[Records from a collection]
☆ ☆ ☆ ☆ ☆ ☆ ☆
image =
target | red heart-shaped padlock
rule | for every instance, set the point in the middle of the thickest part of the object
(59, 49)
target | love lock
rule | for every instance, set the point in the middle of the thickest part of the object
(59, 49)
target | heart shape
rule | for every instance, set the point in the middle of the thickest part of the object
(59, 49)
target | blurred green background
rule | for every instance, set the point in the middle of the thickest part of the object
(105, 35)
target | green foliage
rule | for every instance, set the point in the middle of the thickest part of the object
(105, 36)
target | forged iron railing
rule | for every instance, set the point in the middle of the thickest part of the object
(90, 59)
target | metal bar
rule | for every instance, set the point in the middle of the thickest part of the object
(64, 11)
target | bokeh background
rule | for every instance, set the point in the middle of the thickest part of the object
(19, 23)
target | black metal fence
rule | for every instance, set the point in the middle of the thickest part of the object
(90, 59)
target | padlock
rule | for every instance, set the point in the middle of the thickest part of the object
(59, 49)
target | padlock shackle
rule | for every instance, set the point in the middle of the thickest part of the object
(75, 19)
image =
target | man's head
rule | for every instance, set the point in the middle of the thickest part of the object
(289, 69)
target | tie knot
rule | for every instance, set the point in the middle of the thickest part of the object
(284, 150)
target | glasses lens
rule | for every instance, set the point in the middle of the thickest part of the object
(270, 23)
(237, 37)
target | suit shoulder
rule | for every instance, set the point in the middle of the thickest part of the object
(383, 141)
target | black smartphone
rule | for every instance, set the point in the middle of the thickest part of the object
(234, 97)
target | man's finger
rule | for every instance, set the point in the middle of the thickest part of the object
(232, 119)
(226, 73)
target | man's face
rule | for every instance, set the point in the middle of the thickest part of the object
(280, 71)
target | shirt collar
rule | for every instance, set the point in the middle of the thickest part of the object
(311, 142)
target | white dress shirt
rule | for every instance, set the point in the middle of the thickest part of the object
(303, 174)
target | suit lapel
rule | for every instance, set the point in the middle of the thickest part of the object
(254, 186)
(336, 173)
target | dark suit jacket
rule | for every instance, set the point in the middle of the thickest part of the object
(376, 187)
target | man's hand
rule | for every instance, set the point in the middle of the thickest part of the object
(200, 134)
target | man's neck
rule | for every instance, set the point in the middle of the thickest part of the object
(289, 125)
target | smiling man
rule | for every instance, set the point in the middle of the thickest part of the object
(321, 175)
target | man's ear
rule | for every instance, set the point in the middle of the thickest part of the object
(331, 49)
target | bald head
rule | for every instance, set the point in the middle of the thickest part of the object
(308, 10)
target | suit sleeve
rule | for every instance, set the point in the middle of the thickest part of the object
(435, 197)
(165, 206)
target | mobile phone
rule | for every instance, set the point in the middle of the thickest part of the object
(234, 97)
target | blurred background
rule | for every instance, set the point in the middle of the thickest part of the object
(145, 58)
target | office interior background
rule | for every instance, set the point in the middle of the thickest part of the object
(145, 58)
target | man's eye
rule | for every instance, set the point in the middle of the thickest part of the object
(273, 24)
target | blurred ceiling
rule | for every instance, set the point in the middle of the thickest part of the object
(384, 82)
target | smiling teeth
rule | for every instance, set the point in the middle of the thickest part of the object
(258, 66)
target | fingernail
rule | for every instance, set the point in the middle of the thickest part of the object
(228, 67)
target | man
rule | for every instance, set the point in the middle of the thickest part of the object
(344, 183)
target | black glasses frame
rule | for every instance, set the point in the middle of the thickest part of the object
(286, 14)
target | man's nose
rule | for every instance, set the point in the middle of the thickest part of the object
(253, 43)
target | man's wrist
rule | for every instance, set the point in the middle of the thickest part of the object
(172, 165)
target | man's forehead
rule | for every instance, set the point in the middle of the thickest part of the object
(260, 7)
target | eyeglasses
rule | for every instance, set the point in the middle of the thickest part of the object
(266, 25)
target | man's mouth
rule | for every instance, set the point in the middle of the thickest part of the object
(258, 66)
☆ ☆ ☆ ☆ ☆ ☆ ☆
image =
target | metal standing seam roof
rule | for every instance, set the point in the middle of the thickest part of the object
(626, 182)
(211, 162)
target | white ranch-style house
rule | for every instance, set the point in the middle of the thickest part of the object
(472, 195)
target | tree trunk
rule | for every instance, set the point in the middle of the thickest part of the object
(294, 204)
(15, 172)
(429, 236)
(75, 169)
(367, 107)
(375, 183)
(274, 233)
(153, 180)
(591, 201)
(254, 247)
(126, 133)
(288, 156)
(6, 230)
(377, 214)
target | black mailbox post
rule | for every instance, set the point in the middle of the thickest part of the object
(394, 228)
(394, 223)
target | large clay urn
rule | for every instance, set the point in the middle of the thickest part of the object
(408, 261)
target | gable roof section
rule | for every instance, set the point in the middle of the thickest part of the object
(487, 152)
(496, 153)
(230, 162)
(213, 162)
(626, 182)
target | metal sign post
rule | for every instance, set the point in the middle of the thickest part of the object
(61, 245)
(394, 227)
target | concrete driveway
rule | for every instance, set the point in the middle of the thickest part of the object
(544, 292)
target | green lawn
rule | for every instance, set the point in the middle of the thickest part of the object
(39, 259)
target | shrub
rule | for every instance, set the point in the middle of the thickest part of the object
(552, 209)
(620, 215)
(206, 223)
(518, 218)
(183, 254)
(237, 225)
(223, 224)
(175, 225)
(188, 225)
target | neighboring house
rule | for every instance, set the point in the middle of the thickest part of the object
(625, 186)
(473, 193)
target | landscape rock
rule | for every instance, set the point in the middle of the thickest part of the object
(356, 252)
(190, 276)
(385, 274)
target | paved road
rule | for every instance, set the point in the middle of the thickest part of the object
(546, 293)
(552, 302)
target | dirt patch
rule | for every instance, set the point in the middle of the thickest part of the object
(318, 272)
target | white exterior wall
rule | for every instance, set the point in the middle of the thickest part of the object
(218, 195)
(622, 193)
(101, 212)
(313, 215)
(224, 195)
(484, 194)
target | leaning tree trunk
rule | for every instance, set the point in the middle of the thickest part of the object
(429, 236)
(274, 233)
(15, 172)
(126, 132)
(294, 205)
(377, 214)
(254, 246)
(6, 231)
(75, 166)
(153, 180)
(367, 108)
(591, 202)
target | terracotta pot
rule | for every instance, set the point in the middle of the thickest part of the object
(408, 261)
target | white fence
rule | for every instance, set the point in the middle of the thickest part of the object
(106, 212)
☆ ☆ ☆ ☆ ☆ ☆ ☆
With the line holding "target | dark suit jacket" as the first and the line holding "target | man's neck" as the last, set down that range of the entries above exactly, and nothing else.

target | dark suit jacket
rule | for every instance, set the point in the middle of the thickest part of the object
(376, 187)
target | man's hand
rule | for every instance, set the point in the middle of the thickest part of the object
(200, 134)
target | man's neck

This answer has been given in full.